__Saved entries__:

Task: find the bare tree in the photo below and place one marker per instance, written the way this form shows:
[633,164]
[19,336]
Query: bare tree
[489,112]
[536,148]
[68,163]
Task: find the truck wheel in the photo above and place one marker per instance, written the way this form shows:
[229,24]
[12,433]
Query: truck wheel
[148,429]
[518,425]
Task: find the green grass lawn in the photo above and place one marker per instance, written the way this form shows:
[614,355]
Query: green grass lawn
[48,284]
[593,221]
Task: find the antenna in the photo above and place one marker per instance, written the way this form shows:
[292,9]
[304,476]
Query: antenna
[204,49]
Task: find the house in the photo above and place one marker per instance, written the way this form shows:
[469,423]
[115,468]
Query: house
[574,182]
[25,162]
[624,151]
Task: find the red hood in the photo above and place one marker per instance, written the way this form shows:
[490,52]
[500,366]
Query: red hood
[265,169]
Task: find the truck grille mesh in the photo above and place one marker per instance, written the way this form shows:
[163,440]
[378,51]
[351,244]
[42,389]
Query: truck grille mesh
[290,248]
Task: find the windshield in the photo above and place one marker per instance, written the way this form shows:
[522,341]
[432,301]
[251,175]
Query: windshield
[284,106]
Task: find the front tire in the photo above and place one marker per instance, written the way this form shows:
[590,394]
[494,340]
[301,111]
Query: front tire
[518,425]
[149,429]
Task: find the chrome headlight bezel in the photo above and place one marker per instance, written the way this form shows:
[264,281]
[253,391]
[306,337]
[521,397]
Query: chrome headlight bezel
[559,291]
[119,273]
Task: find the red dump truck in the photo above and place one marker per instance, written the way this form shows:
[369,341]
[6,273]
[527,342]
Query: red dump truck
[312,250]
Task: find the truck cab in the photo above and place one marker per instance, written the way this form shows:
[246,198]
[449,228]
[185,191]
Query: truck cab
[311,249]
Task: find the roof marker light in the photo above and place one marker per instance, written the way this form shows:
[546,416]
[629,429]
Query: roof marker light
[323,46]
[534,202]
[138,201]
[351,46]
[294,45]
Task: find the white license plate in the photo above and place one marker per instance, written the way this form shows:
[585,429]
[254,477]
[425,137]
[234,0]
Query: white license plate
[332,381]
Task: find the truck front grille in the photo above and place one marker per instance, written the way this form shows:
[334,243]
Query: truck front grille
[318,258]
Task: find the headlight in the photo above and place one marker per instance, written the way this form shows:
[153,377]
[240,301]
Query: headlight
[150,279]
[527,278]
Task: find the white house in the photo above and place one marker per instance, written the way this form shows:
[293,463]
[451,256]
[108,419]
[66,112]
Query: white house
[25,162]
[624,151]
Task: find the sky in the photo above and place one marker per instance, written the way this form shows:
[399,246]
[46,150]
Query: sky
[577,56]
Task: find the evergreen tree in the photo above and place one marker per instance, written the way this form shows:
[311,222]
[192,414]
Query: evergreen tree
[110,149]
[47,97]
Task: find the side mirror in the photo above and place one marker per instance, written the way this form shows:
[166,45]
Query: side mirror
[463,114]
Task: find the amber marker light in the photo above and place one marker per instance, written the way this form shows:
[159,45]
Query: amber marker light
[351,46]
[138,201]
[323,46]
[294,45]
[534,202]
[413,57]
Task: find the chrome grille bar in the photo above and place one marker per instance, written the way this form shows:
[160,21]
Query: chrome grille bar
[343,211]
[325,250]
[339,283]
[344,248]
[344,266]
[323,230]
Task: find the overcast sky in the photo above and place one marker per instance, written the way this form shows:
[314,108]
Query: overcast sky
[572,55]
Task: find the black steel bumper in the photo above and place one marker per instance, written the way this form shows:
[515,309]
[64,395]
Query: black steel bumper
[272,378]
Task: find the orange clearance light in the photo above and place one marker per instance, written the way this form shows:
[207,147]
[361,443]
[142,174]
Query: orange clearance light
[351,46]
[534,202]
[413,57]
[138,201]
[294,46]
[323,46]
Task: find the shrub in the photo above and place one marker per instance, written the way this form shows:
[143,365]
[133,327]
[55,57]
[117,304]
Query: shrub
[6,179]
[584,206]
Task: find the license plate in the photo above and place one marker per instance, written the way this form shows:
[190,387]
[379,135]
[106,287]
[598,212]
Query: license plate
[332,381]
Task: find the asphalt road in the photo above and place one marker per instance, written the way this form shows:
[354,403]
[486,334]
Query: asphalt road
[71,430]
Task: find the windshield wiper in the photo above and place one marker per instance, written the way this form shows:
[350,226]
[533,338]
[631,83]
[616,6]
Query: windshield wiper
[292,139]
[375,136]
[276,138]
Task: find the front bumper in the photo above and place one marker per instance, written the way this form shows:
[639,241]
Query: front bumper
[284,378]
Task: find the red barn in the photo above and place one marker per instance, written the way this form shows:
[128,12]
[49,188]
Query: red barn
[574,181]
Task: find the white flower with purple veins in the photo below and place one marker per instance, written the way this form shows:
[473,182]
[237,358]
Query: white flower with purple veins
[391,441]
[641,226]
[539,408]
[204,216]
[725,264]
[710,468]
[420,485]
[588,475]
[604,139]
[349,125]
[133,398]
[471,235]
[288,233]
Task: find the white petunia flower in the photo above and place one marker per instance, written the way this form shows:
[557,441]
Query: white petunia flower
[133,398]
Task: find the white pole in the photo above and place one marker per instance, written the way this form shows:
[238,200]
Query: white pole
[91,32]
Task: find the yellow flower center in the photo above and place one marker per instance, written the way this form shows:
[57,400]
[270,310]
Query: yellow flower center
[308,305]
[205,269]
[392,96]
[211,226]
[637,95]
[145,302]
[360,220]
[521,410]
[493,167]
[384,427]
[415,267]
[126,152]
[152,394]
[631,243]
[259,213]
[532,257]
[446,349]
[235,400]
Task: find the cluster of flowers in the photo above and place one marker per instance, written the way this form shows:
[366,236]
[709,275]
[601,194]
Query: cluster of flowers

__INSTRUCTIONS FOR THE TASK__:
Write the data out again in full. Match it word for word.

__TASK RESULT__:
Task: find the bare tree in the photo below and place one marker per instance, written the way this form shows:
[633,164]
[19,336]
Query: bare tree
[489,112]
[536,148]
[68,163]
Task: find the truck wheel in the photo above and place one marker per instance, written the way this form shows:
[229,24]
[12,433]
Query: truck wheel
[148,429]
[518,425]
Task: find the green grass lawn in the photo above and place one marker per instance, written the way this form shows:
[614,355]
Query: green grass lawn
[48,284]
[593,221]
Task: find the antenna in the photo above and place one marker per instance, written the way this form shows:
[292,9]
[304,476]
Query: antenna
[204,49]
Task: find the house in the photo above and place one marker per instance, written the way this form shows:
[469,423]
[115,468]
Query: house
[574,182]
[25,162]
[624,151]
Task: find the red hood in the photo above and place one marker per instance, written the way this form shows:
[490,52]
[500,366]
Query: red hood
[265,169]
Task: find the truck grille mesh in the photo above and place one marker per instance, written the way this form shows:
[163,440]
[378,51]
[351,244]
[42,389]
Query: truck grille mesh
[290,248]
Task: find the windshield in the photo above and place one marker per instance, written the way this form shows:
[522,341]
[432,301]
[251,175]
Query: windshield
[284,106]
Task: find the front tire in the photo above and place one marker per instance, written the way this form shows:
[590,394]
[494,340]
[301,111]
Query: front tire
[518,425]
[149,429]
Task: find the chrome headlight bezel in the photo above and place one marker per instance, written the way this form shows:
[264,281]
[253,391]
[306,337]
[521,397]
Query: chrome headlight bezel
[559,291]
[119,273]
Task: find the red dump truck in the photo above and place one marker per instance, written the way this form shows:
[369,341]
[6,273]
[527,342]
Query: red dump truck
[312,250]
Task: find the truck cab in the photo above and place one marker per instance, written the way this form shows:
[246,198]
[449,228]
[185,191]
Query: truck cab
[311,249]
Task: find the roof marker light in the photo above and place one marker per instance, written the way this form shows:
[546,416]
[629,429]
Query: roof marker light
[323,46]
[534,202]
[138,201]
[351,46]
[294,45]
Task: find the white license plate in the photo above and place one marker per instance, written the way this form shows:
[585,429]
[254,477]
[425,137]
[234,0]
Query: white license plate
[332,381]
Task: find the truck front grille in the photo above and place one marker per instance, written the way this form shows:
[334,243]
Query: truck front grille
[318,258]
Task: find the headlight in the photo above and place one marker per instance, written the way this form shows:
[153,377]
[240,301]
Query: headlight
[150,279]
[527,278]
Task: find the white house in the photo above and place one marker per instance, written the way this form shows:
[293,463]
[451,256]
[108,419]
[66,112]
Query: white house
[25,162]
[624,151]
Task: find the sky in the photo above and place one marker per instance, written the way this form shows:
[399,246]
[46,150]
Query: sky
[577,56]
Task: find the evergreen tree in the photo above and place one marker per instance, written the way this form shows:
[311,222]
[192,414]
Query: evergreen tree
[110,149]
[47,97]
Task: find the side mirror in the photo above and place one marker per instance, written the way this form shows:
[166,45]
Query: side mirror
[463,114]
Task: find the amber marker light in the photo above and place one marker per instance, written the way this form shows:
[159,45]
Query: amber marker light
[351,46]
[138,201]
[323,46]
[294,45]
[534,202]
[413,57]
Task: find the chrome grille bar in the photo above and place one marker per instance, written the way this form shows:
[160,21]
Query: chrome grille bar
[343,211]
[325,250]
[339,283]
[344,248]
[344,266]
[323,230]
Task: find the overcast sky in the photo above and place one marker per instance, written the way this form shows:
[314,108]
Query: overcast sky
[572,55]
Task: find the black steel bumper in the photo above and place one marker per instance, written the way this form shows:
[515,309]
[64,395]
Query: black steel bumper
[272,378]
Task: find the orange clearance light in the photo above and place one marker per instance, written the way this form shows:
[207,147]
[361,443]
[142,174]
Query: orange clearance light
[351,46]
[534,202]
[413,57]
[138,201]
[294,46]
[323,46]
Task: find the shrub in the photo above and place one marker per instance, written the way this form shows:
[143,365]
[133,327]
[55,57]
[117,304]
Query: shrub
[6,179]
[584,206]
Task: find the license plate in the photo above and place one marker per instance, written the way this form shows:
[190,387]
[379,135]
[106,287]
[598,212]
Query: license plate
[332,381]
Task: find the asphalt road in the photo above and place one marker per instance, written the way this form shows:
[354,403]
[486,334]
Query: asphalt road
[71,430]
Task: find the windshield wiper in the photo above and place one marker per instance, written the way this form shows:
[350,226]
[533,338]
[631,83]
[616,6]
Query: windshield wiper
[292,139]
[375,136]
[276,138]
Task: find the front bumper in the photo above and place one marker per instance, written the way this form shows:
[639,241]
Query: front bumper
[284,378]
Task: find the red barn in the photo above and place one marker per instance, written the way this form shows:
[128,12]
[49,188]
Query: red barn
[574,181]
Task: find the white flower with purple veins in the photo below and place one marker per instance, written the way this form shows:
[473,182]
[237,358]
Query: white flower with purple veins
[391,441]
[641,226]
[539,408]
[204,216]
[725,264]
[710,468]
[420,485]
[588,475]
[604,139]
[349,125]
[133,398]
[471,235]
[288,233]
Task: find the white petunia flower in the photo above and place one marker per instance, written the way this form shows:
[557,441]
Query: white petunia flower
[133,398]
Task: find the white pole in the photo above and place one marker per instance, written the way this form shows:
[238,200]
Query: white pole
[91,32]
Task: find the yellow flower center in the photo above and place one marker per instance, written the way this form shows:
[57,400]
[270,310]
Query: yellow flower center
[308,305]
[205,269]
[392,96]
[211,226]
[637,95]
[145,302]
[360,220]
[521,410]
[493,167]
[384,427]
[415,267]
[126,152]
[152,394]
[631,243]
[259,213]
[532,257]
[446,349]
[235,400]
Task: find the cluster of flowers in the photo above and place one marker per instance, written the way this form shows:
[366,236]
[709,275]
[601,194]
Query: cluster of flowers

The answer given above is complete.